§ **Passage shown**

>> Begin

I hate to start it off like this, but 2014 wasn’t a great year for albums. Don’t get me wrong, there were plenty of solid releases, but it wasn’t like 2009 or 2011 or 2012, when we were knee-deep in near-classics. Before coming to this realization though, I thought I was going crazy, wondering if music just didn’t provide me with the same enjoyment. Luckily for my sanity’s sake, other music critics also thought 2014 was kind of an off-year.
Here’s Matthew Perpetua, music writer for Buzzfeed:
But just because there weren’t as many excellent albums as years past, that doesn’t mean there weren’t some transcendent pieces of music. To my ears, there were five records in particular that stood out among the rest. Without further ado, my top five albums of the year:
No other record succeeded as thoroughly at enveloping me and taking me to another place (although Real Estate gave them a run for their money, as you’ll see below). It felt like being in a cold, Midwestern town, where the snow has been for months, refusing to melt. As cheesy as it sounds, Lost in the Dream is a like a fire that brings life to those cold days. Living in California, I feel like it was harder to appreciate and really feel the album in that way, but I caught glimpses, and man did it feel good.

>> End

§ **What to do**
1. Rewrite the 2014 albums passage from "I hate to start" to "of an off-year.", putting "modern classics" in place of "near-classics".
2. Answer these questions about the 2014 albums passage:
(a) Which three years does the writer name as better for albums than 2014?
(b) Who is identified as a music writer for Buzzfeed?
(c) In which state does the writer say they live?
3. Carry the 2014 albums passage forward past its last sentence.

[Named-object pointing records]
>> Begin

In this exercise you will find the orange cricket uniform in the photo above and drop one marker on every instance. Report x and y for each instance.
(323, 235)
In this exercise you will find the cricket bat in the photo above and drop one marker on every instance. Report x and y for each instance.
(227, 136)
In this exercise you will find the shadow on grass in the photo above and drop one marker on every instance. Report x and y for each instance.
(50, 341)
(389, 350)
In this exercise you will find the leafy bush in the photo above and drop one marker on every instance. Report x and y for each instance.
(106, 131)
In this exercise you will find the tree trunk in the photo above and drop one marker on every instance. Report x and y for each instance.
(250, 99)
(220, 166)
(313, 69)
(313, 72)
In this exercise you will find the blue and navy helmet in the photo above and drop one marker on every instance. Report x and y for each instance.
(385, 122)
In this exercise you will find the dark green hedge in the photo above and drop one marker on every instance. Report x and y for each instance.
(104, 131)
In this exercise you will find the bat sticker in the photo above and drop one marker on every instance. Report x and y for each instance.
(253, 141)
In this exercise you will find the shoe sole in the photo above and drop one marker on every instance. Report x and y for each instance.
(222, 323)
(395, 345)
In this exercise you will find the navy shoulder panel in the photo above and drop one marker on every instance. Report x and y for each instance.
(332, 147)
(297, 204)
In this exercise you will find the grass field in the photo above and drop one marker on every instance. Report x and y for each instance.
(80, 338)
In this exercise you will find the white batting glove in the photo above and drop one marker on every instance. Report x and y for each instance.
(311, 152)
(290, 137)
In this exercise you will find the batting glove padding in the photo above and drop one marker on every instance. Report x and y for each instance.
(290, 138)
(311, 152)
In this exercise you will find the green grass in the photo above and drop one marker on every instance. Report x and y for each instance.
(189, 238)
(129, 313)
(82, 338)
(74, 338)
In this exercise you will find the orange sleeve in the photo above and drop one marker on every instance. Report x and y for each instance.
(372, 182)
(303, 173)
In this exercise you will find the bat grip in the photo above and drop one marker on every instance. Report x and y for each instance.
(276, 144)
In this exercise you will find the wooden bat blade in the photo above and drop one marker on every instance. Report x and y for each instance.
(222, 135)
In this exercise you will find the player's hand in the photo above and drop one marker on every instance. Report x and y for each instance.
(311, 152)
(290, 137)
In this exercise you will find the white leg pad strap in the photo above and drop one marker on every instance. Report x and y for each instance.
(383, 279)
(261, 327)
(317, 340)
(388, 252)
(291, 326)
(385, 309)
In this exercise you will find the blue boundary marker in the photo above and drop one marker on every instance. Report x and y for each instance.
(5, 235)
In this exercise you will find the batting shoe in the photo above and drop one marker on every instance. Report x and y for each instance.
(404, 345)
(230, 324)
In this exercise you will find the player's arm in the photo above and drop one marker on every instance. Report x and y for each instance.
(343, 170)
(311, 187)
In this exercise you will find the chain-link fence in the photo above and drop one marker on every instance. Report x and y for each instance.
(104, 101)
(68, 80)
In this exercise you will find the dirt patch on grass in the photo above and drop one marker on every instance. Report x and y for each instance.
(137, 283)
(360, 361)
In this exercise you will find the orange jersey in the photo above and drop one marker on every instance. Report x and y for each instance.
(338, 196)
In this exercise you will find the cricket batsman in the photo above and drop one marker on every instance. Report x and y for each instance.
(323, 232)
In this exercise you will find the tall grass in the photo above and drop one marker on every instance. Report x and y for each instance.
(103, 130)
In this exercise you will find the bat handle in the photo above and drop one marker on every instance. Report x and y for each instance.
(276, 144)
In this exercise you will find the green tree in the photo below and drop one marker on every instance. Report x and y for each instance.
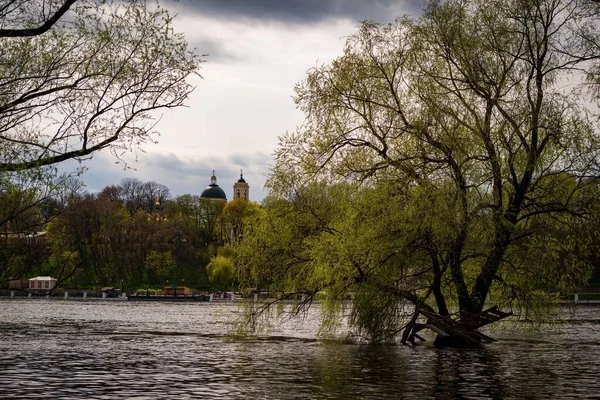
(236, 213)
(464, 115)
(86, 83)
(221, 271)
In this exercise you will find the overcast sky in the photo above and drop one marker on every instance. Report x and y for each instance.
(258, 50)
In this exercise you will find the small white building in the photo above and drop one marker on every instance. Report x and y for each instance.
(42, 282)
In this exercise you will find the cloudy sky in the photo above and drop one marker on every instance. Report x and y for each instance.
(258, 50)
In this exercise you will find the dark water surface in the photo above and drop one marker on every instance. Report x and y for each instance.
(122, 350)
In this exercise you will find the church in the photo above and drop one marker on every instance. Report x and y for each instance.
(241, 190)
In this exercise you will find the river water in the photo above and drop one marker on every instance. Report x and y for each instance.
(128, 350)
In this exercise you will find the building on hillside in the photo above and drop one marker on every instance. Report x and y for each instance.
(213, 191)
(241, 189)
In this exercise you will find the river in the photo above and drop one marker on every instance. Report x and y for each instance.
(67, 349)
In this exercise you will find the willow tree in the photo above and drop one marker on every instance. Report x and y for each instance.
(479, 110)
(91, 81)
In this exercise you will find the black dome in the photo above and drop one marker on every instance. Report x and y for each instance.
(213, 191)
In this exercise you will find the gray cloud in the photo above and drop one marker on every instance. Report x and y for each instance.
(301, 11)
(180, 174)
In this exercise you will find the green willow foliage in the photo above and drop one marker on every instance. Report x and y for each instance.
(443, 162)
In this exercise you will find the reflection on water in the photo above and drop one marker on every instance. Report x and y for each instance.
(107, 350)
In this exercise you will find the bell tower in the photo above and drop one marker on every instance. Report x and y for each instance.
(241, 190)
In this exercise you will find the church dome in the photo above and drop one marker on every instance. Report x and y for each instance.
(213, 191)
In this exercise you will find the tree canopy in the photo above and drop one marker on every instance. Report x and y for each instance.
(72, 83)
(467, 151)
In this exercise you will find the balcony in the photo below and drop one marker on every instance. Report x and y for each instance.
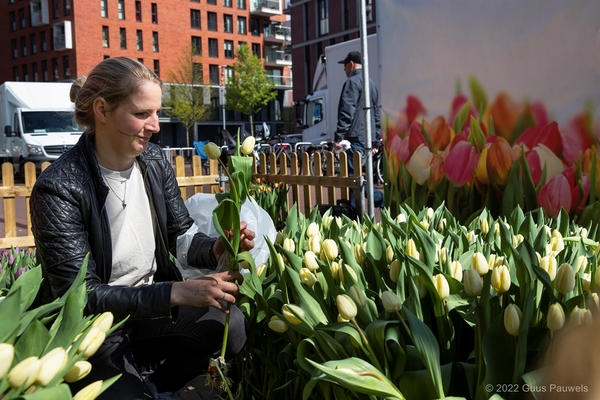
(39, 12)
(277, 33)
(62, 36)
(265, 8)
(276, 57)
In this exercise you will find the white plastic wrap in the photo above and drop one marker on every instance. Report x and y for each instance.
(201, 206)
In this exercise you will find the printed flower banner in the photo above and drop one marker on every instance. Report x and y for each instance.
(493, 104)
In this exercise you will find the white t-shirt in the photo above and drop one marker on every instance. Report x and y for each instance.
(131, 228)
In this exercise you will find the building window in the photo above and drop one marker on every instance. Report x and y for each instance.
(227, 23)
(15, 48)
(34, 72)
(121, 9)
(256, 49)
(254, 27)
(213, 49)
(228, 48)
(23, 46)
(123, 38)
(138, 11)
(195, 19)
(196, 45)
(155, 42)
(105, 40)
(212, 21)
(33, 41)
(323, 16)
(103, 9)
(139, 40)
(242, 25)
(154, 9)
(45, 70)
(157, 67)
(22, 17)
(66, 69)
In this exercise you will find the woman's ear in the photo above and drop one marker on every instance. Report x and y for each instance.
(100, 109)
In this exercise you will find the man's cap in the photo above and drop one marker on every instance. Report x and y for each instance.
(353, 56)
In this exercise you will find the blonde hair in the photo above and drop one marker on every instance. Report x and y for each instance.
(115, 80)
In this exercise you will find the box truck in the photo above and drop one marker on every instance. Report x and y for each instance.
(37, 122)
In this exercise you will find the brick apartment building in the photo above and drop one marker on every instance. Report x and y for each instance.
(58, 40)
(316, 25)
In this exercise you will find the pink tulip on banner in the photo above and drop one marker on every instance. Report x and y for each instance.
(554, 195)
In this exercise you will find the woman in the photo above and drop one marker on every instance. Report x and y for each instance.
(115, 196)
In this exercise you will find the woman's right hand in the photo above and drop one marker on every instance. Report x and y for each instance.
(214, 290)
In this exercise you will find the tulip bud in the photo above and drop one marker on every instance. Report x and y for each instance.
(472, 282)
(51, 363)
(104, 321)
(313, 229)
(501, 279)
(330, 249)
(277, 325)
(548, 264)
(456, 270)
(556, 317)
(92, 341)
(512, 319)
(411, 249)
(291, 311)
(358, 296)
(248, 145)
(24, 373)
(78, 371)
(479, 263)
(441, 285)
(390, 301)
(395, 270)
(7, 353)
(346, 306)
(212, 151)
(389, 254)
(89, 392)
(289, 245)
(307, 277)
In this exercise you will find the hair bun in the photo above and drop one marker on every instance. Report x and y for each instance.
(75, 87)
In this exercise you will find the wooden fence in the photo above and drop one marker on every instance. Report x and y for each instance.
(305, 189)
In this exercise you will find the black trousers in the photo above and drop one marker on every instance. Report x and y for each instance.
(177, 352)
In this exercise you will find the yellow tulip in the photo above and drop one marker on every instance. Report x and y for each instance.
(24, 373)
(248, 145)
(501, 279)
(92, 342)
(78, 371)
(556, 317)
(277, 325)
(212, 151)
(90, 392)
(441, 285)
(7, 353)
(346, 306)
(51, 363)
(512, 319)
(390, 301)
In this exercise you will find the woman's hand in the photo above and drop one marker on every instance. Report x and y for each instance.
(213, 290)
(246, 241)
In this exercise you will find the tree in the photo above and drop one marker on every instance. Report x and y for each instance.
(186, 93)
(250, 88)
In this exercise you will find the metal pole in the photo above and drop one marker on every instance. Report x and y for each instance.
(367, 108)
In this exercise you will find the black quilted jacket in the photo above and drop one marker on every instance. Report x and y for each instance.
(69, 221)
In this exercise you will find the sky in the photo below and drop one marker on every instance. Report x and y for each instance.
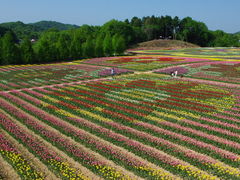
(216, 14)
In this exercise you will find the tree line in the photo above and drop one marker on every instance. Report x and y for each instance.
(110, 39)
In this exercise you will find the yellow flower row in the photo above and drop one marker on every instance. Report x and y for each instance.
(226, 169)
(22, 166)
(111, 173)
(66, 171)
(196, 173)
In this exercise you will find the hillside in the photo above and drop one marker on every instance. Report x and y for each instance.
(45, 25)
(34, 30)
(161, 44)
(81, 121)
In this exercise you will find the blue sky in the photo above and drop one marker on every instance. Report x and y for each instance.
(217, 14)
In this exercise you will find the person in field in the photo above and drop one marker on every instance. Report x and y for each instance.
(174, 74)
(113, 71)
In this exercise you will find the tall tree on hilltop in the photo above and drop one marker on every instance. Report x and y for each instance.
(99, 46)
(118, 43)
(10, 51)
(75, 48)
(107, 45)
(88, 48)
(62, 46)
(27, 52)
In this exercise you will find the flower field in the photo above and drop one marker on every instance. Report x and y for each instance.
(77, 121)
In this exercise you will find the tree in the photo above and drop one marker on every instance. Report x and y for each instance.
(10, 51)
(27, 52)
(75, 48)
(88, 48)
(62, 46)
(118, 44)
(107, 45)
(99, 46)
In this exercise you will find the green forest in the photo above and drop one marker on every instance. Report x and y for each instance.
(54, 42)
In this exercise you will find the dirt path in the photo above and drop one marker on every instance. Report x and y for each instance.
(6, 171)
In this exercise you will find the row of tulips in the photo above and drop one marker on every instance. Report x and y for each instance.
(229, 155)
(22, 166)
(132, 163)
(47, 156)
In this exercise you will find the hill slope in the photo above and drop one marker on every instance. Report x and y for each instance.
(34, 29)
(159, 44)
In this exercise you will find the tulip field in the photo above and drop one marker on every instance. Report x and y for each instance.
(77, 120)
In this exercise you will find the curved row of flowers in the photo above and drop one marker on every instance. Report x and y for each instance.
(56, 100)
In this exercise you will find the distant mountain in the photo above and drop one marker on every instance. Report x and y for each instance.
(33, 30)
(45, 25)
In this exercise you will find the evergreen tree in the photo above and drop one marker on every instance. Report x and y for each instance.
(27, 52)
(118, 44)
(62, 46)
(107, 45)
(88, 48)
(10, 51)
(75, 48)
(99, 46)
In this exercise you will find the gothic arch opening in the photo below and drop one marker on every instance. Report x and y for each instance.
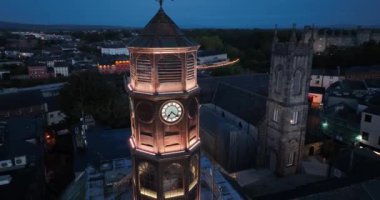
(144, 68)
(147, 179)
(297, 82)
(169, 69)
(172, 178)
(190, 67)
(194, 167)
(279, 73)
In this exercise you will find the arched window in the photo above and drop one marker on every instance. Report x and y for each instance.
(297, 82)
(169, 69)
(173, 181)
(147, 179)
(279, 73)
(194, 167)
(190, 67)
(144, 69)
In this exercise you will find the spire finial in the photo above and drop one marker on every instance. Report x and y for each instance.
(275, 38)
(294, 34)
(161, 2)
(311, 40)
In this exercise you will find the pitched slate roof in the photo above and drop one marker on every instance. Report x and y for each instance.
(161, 32)
(245, 104)
(20, 100)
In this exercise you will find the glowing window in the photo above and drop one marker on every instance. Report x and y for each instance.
(291, 159)
(190, 67)
(173, 181)
(144, 69)
(275, 115)
(294, 119)
(169, 69)
(147, 180)
(194, 167)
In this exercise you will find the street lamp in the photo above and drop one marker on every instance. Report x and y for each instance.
(358, 138)
(325, 124)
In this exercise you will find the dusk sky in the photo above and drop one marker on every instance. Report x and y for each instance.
(194, 13)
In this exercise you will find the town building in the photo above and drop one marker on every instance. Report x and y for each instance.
(114, 49)
(163, 88)
(27, 103)
(114, 65)
(370, 124)
(21, 155)
(54, 114)
(38, 72)
(361, 73)
(210, 57)
(325, 38)
(287, 105)
(316, 95)
(61, 69)
(5, 75)
(350, 92)
(324, 78)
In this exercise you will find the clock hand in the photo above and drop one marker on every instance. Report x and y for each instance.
(171, 112)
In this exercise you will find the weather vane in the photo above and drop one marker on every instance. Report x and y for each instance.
(161, 2)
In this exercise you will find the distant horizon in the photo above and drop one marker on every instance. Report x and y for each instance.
(227, 14)
(343, 26)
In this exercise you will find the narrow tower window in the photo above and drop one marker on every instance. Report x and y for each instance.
(190, 68)
(294, 119)
(173, 181)
(275, 115)
(147, 180)
(297, 82)
(144, 69)
(291, 159)
(170, 69)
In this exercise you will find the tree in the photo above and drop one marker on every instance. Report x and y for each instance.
(89, 92)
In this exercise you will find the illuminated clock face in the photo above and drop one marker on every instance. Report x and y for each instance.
(171, 111)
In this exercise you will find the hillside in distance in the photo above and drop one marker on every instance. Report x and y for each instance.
(21, 26)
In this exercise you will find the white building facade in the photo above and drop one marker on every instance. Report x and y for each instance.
(370, 128)
(114, 51)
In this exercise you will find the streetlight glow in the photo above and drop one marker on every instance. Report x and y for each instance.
(325, 124)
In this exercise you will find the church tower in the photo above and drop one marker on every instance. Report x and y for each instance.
(287, 106)
(163, 90)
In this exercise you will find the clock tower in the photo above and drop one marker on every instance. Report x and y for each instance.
(287, 105)
(163, 90)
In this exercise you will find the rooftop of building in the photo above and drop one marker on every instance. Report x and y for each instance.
(361, 69)
(204, 53)
(20, 99)
(21, 137)
(317, 90)
(103, 144)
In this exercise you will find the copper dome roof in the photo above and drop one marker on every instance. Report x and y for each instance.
(161, 32)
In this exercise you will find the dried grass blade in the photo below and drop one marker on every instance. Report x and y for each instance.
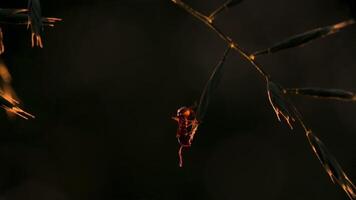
(336, 94)
(304, 38)
(331, 166)
(226, 5)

>> End

§ **Answer list**
1.
I hate to start it off like this, but 2014 wasn’t a great year for albums. Don’t get me wrong, there were plenty of solid releases, but it wasn’t like 2009 or 2011 or 2012, when we were knee-deep in modern classics. Before coming to this realization though, I thought I was going crazy, wondering if music just didn’t provide me with the same enjoyment. Luckily for my sanity’s sake, other music critics also thought 2014 was kind of an off-year.

2.
(a) 2009, 2011 and 2012.
(b) Matthew Perpetua.
(c) California.

3.
Which parts felt good? When the drums come back in at 4:08 on “Under the Pressure” to cap off a slow build. The synths that permeate lead single “Red Eyes”. The pensiveness of “Suffering”. The triumph of “Burning”. And especially, the moment when Adam Granduciel yells an impassioned “WOO!” at 6:03 on “An Ocean in Between the Waves”. I know that “WOO!” It’s a “WOO!” of exultation — when, despite all the crappy stuff that’s happening in your life, you have something pure and beautiful to grab onto. And that purity and beauty is what the whole record is about.
In Grantland music critic Steven Hyden’s review of They Want My Soul, he mentions a rubric he devised called the Five-Albums Test, which “rewards artists who are able to sustain excellence over the course of five consecutive records.” According to him, the Beatles, Led Zeppelin, Al Green, Kanye West, and Spoon all pass the test (among others). Spoon has been able to maintain consistent greatness throughout their career, which is amazing. They Want My Soul is another entry in their canon of excellence.
The album’s strength isn’t necessarily its cohesion — it’s a collection of singles, but all of which are extremely good. Admittedly, I was originally underwhelmed by lead single “Rent I Pay”, but as I listened to it’s slow, filthy guitars a few times, I began to viscerally enjoy its rawness and power. It sounds like peak, late-60’s Rolling Stones, and Britt Daniel gives it as much punch and grit as Mick Jagger would. “Do You” has the same qualities.
But then, there’s “Inside Out”. What a simple, yet brilliant song, both musically (same beat throughout) and lyrically (“Break out of character for me”). It shows exactly what makes Spoon great — Daniel goes all out, with an impassioned vocal line that pairs perfectly with the Dr. Dre-inspired beat. That’s why it was my #1 favorite song of the year. An understated classic.
There is something unexplainable about the nostalgia that all of Real Estate’s songs emanate. The feeling is just so potent that I don’t know how they do it. Smell is always associated with its strong memory recall, but Real Estate expertly unlock the bond between sound and memory.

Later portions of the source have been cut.